-------- Source material --------

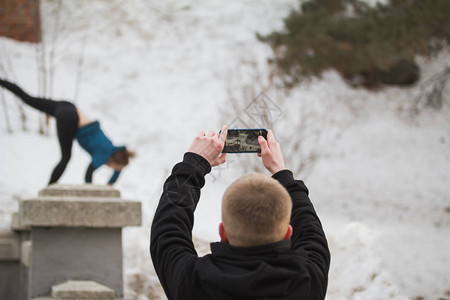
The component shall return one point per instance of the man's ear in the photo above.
(222, 233)
(288, 233)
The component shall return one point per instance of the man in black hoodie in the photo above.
(272, 242)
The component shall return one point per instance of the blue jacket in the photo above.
(92, 139)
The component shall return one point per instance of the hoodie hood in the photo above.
(271, 271)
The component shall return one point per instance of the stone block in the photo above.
(67, 253)
(16, 225)
(79, 289)
(80, 191)
(80, 212)
(9, 246)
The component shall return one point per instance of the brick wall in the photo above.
(20, 20)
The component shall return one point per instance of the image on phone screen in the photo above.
(244, 140)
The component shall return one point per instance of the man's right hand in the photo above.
(271, 154)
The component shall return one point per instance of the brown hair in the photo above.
(122, 157)
(256, 210)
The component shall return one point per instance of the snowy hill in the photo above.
(157, 73)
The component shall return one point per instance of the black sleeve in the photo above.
(308, 233)
(171, 247)
(89, 172)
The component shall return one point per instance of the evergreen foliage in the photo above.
(367, 45)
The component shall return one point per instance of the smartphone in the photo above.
(244, 140)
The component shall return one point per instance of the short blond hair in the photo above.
(256, 210)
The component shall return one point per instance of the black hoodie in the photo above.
(292, 269)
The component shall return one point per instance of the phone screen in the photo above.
(244, 140)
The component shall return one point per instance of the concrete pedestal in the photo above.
(71, 232)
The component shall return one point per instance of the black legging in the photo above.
(66, 117)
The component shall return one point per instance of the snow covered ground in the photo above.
(157, 72)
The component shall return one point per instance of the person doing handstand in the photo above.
(72, 124)
(272, 242)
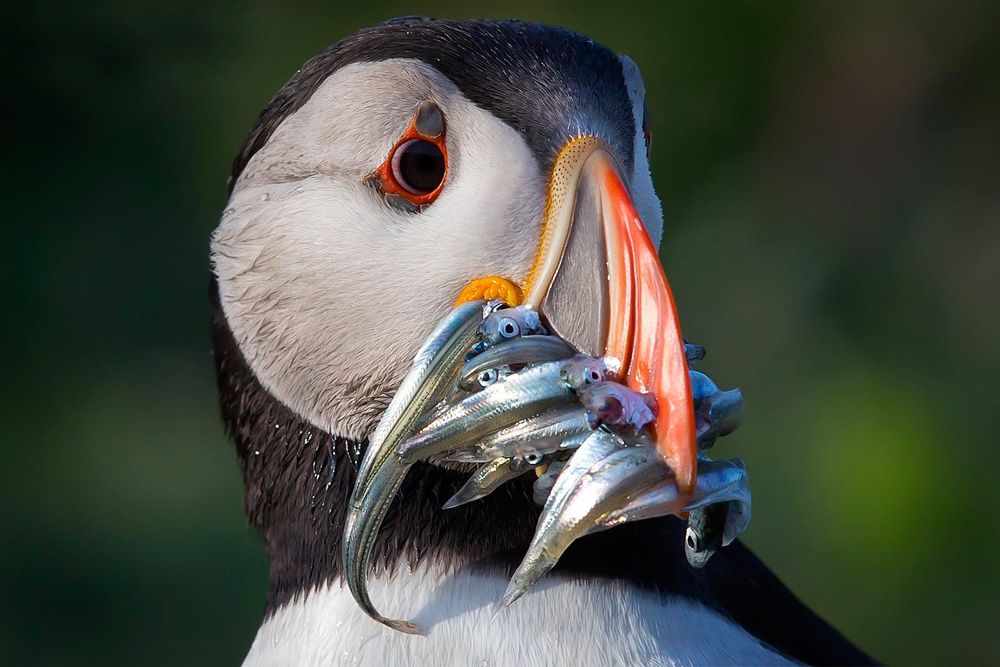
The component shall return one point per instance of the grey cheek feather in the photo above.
(329, 288)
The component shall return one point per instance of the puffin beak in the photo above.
(598, 282)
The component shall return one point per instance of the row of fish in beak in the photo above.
(491, 387)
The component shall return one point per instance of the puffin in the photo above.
(407, 164)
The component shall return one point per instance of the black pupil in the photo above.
(420, 167)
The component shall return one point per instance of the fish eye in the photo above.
(509, 328)
(418, 166)
(488, 377)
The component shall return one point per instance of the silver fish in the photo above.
(433, 370)
(488, 478)
(702, 386)
(540, 434)
(542, 487)
(610, 483)
(617, 405)
(482, 370)
(506, 323)
(718, 482)
(718, 415)
(516, 397)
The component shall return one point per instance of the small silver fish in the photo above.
(488, 478)
(517, 397)
(542, 487)
(617, 405)
(718, 415)
(532, 349)
(432, 372)
(693, 353)
(718, 482)
(540, 434)
(703, 536)
(506, 323)
(582, 371)
(609, 484)
(702, 386)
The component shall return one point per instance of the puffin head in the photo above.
(414, 165)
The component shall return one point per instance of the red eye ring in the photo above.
(422, 150)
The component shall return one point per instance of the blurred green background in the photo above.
(831, 179)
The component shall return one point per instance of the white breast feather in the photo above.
(560, 622)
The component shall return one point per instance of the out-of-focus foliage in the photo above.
(831, 179)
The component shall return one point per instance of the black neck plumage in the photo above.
(298, 479)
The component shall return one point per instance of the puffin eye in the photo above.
(509, 328)
(418, 166)
(414, 173)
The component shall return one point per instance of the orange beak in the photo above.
(598, 281)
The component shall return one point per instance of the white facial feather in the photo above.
(328, 290)
(560, 622)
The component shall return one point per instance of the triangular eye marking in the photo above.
(416, 168)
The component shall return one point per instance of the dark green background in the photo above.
(831, 179)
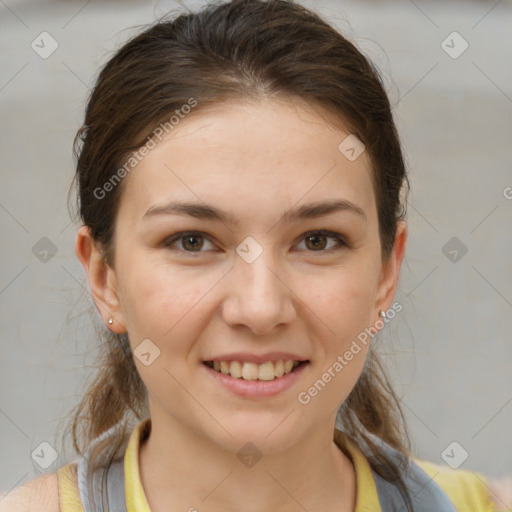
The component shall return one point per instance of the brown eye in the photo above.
(190, 242)
(317, 241)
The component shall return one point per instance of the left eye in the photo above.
(317, 240)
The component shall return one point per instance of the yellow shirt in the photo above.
(467, 490)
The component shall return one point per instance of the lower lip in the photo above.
(257, 388)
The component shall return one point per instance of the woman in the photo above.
(242, 194)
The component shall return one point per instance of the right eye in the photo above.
(191, 241)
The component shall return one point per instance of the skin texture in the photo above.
(255, 160)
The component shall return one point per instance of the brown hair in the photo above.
(238, 50)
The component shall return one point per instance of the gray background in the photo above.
(450, 348)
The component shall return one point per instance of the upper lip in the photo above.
(257, 359)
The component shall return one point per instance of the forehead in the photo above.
(254, 157)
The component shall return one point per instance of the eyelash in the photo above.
(168, 242)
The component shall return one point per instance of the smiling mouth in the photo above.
(269, 370)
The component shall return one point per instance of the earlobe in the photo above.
(102, 280)
(391, 270)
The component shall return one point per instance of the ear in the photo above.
(102, 280)
(391, 271)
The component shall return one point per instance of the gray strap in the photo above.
(426, 495)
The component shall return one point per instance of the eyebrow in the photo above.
(207, 212)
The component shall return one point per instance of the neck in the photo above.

--------

- **Requirement**:
In copying the material, drop all pictures and keep everything else identical.

- **Response**:
The component shall return one point per instance of the man's ear in the photo above.
(222, 233)
(288, 233)
The component shall return one point per instance of the man in black hoodie in the photo above.
(272, 242)
The component shall return one point per instance of the blue jacket in the photo above.
(92, 139)
The component shall return one point per instance of the hoodie hood in the photo above.
(271, 271)
The component shall return one point per instance of the stone block in the photo above.
(67, 253)
(16, 225)
(79, 289)
(80, 191)
(80, 212)
(9, 246)
The component shall return one point per instance of the brick wall in the photo above.
(20, 20)
The component shall return one point per instance of the image on phone screen in the photo above.
(244, 140)
The component shall return one point per instance of the man's right hand in the photo above.
(271, 154)
The component shall return one point per instance of the brown hair in the photo above.
(122, 157)
(256, 210)
The component shall return one point per instance of the snowy hill in the photo above.
(157, 73)
The component shall return one point per instance of the black sleeve in the photo above.
(308, 233)
(171, 247)
(89, 172)
The component shall return one point per instance of the evergreen foliage in the photo above.
(367, 45)
The component shall return one point per instance of the smartphone in the photo above.
(244, 140)
The component shall return one point per instance of the short blond hair in the photo above.
(256, 210)
The component shall return one point per instance of the black hoodie in the photo above.
(292, 269)
The component shall return one point per instance of the phone screen in the photo above.
(244, 140)
The component shall return one point per instance of the concrete pedestal in the photo above.
(71, 232)
The component shall return one point per instance of the black legging in the photo above.
(66, 117)
The component shall return one point per instance of the snow covered ground in the photo above.
(157, 72)
The component shall return one point per instance of the person doing handstand in the photo above.
(72, 124)
(272, 242)
The component shall return one point per instance of the grey cheek feather in the photo above.
(329, 288)
The component shall return one point per instance of the puffin beak in the photo above.
(598, 282)
The component shall return one point per instance of the row of fish in beak in the photo above.
(491, 387)
The component shall return one point per instance of the puffin in the photo above.
(407, 164)
The component shall return one point per instance of the black pupil in the photo above.
(420, 167)
The component shall return one point per instance of the fish eye in the photo above.
(509, 328)
(418, 166)
(488, 377)
The component shall return one point per instance of the silver fish in the photo above.
(433, 370)
(488, 478)
(702, 386)
(540, 434)
(542, 487)
(610, 483)
(617, 405)
(482, 370)
(506, 323)
(718, 482)
(718, 415)
(516, 397)
The component shall return one point per instance of the small silver fish in the photo above.
(488, 478)
(517, 397)
(542, 487)
(617, 405)
(718, 415)
(532, 349)
(432, 372)
(693, 353)
(718, 482)
(540, 434)
(703, 536)
(506, 323)
(582, 371)
(609, 484)
(702, 386)
The component shall return one point per instance of the puffin head in the photo above.
(414, 165)
The component shall return one point per instance of the red eye ring in the photo above.
(422, 150)
The component shall return one point per instance of the blurred green background in the photo above.
(831, 179)
The component shall return one point per instance of the white breast feather in the photo above.
(560, 622)
The component shall return one point per instance of the out-of-focus foliage in the photo above.
(831, 179)
The component shall return one point per instance of the black neck plumage in the photo above.
(298, 479)
The component shall return one point per instance of the puffin eye in the photo above.
(509, 328)
(418, 166)
(414, 173)
The component shall return one point per instance of the orange beak in the photo above.
(598, 281)
The component shall return one point per instance of the white facial feather in the photo above.
(328, 290)
(560, 622)
The component shall return one point per instance of the triangular eye marking in the photo above.
(416, 168)
The component shall return one point per instance of the dark green background in the photo above.
(831, 179)
The component shall return one point per instance of the brown eye in the photo above.
(190, 242)
(317, 241)
The component shall return one point per instance of the left eye in the photo above.
(317, 240)
The component shall return one point per instance of the yellow shirt in the photo above.
(467, 490)
The component shall return one point per instance of the lower lip in the photo above.
(257, 388)
The component shall return one point per instance of the woman in the photo above.
(242, 194)
The component shall return one point per instance of the right eye in the photo above.
(191, 241)
The component shall return one point per instance of the skin texture in the photo above.
(255, 160)
The component shall return one point per instance of the brown hair in the photo above.
(238, 50)
The component shall return one point per instance of the gray background in the photo above.
(450, 348)
The component shall return one point per instance of the upper lip in the photo above.
(257, 359)
The component shall return one point per instance of the forehead in the photo above.
(254, 157)
The component shall return one point per instance of the eyelash in the photo above.
(168, 242)
The component shall return one point per instance of the smiling mouth in the photo above.
(269, 370)
The component shall return one point per instance of the earlobe in the photo above.
(102, 280)
(391, 270)
The component shall return one point per instance of the ear in the photo above.
(102, 280)
(391, 271)
The component shall return one point per instance of the gray strap in the photo above.
(426, 495)
The component shall return one point per instance of the eyebrow in the photo above.
(207, 212)
The component shall return one point per instance of the neck in the photo above.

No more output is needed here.